OBJECTIVE: Print the passage of the commentary below on gun laws and violence against women from "It is time that" to "this domestic tragedy.", reproducing it word for word.

··· EXCERPTED TEXT

Anemic gun laws at both the state and federal levels are allowing women to be killed in appalling numbers, according to a recent study by the Center for American Progress entitled "Women Under the Gun."
The study confirms that violence against women is generally a crime of intimacy. In 65 percent of cases, women knew their attackers.
And a staggering proportion of violence against women is fatal, with guns being a key factor in those deaths.
As the Law Center to Prevent Gun Violence recognizes, if an abuser owns a firearm, an abused woman is five times more likely to be killed.
Put simply, the presence of guns dramatically increases the probability of death in incidents involving domestic violence.
We must do something about this now.
Members of Congress should pass an amended version of the Domestic Violence Criminal Disarmament Act, introduced in the U.S. House of Representatives last year.
In its current form, the bill would give state and local law enforcement the authority to seize firearms or ammunition when responding to domestic violence situations where there is probable cause to believe such firearms have been or are likely to be used to threaten, harass, menace or harm the victim. While law enforcement should be granted this authority, it should ultimately be the victim who decides if weapons ought to be seized.
It is time that we as a nation recognize the clear intersection of intimate partner violence and gun possession. We must enact laws on the state and federal levels that protect women where they live.
Guns are killing women in huge numbers in their homes, where they should be most secure, not most in danger.
Our lawmakers urgently need to respond to this domestic tragedy.
K. Sujata is president and CEO of the Chicago Foundation for Women. Kathleen A. Doherty is the executive director of the Chicago Metropolitan Battered Women's Network.

······
··· EXTRACTED RECORDS

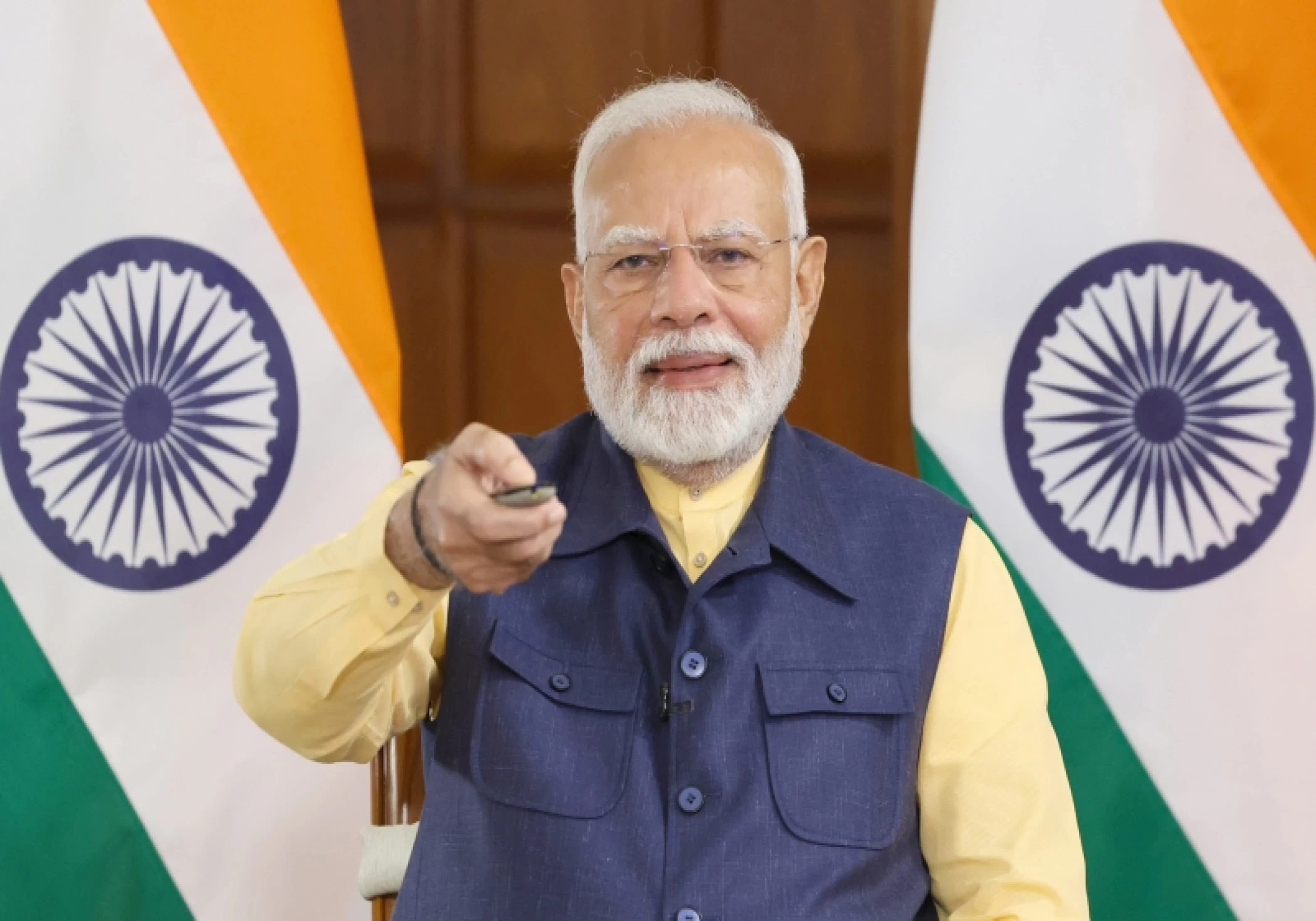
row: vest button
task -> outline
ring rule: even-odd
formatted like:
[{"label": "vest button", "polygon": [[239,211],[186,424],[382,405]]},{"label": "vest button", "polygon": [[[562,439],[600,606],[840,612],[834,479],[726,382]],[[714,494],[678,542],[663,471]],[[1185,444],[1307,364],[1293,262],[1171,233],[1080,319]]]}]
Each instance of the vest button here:
[{"label": "vest button", "polygon": [[704,676],[708,671],[708,659],[703,657],[701,653],[695,650],[687,650],[683,657],[680,657],[680,672],[688,679],[699,679]]}]

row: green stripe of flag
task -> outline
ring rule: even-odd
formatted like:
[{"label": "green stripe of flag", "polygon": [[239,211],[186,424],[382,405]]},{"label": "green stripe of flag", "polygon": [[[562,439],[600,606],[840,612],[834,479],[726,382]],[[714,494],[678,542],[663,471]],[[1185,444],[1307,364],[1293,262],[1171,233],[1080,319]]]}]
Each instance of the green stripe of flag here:
[{"label": "green stripe of flag", "polygon": [[192,918],[3,583],[0,917]]},{"label": "green stripe of flag", "polygon": [[[923,479],[970,505],[917,432],[915,449]],[[1051,724],[1087,857],[1092,921],[1236,921],[1055,621],[999,542],[996,549],[1009,567],[1046,670]]]}]

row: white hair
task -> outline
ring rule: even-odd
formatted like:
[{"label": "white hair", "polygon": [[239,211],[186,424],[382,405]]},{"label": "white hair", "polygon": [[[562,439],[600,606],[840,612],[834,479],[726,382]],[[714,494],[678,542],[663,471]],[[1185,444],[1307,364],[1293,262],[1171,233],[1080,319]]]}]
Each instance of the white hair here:
[{"label": "white hair", "polygon": [[[750,125],[763,133],[782,158],[786,171],[786,217],[791,237],[808,233],[804,213],[804,168],[795,147],[782,137],[763,113],[740,89],[725,80],[666,78],[622,92],[595,116],[580,136],[575,171],[571,176],[571,207],[575,212],[576,261],[584,262],[590,233],[584,208],[584,182],[599,154],[613,141],[645,128],[678,128],[692,118],[719,118]],[[792,247],[794,250],[794,247]]]}]

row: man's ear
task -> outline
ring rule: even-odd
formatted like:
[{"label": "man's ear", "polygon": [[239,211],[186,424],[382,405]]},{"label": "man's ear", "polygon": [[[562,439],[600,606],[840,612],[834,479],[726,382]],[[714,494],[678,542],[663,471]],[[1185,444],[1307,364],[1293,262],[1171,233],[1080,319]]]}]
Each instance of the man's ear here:
[{"label": "man's ear", "polygon": [[574,262],[562,266],[562,296],[567,303],[567,320],[571,321],[571,332],[576,337],[576,345],[580,345],[580,330],[584,321],[584,272]]},{"label": "man's ear", "polygon": [[800,242],[795,263],[795,289],[800,296],[800,332],[808,342],[813,318],[822,301],[822,283],[826,280],[826,239],[809,237]]}]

······

SOLUTION FOR THIS EXERCISE:
It is time that we as a nation recognize the clear intersection of intimate partner violence and gun possession. We must enact laws on the state and federal levels that protect women where they live.
Guns are killing women in huge numbers in their homes, where they should be most secure, not most in danger.
Our lawmakers urgently need to respond to this domestic tragedy.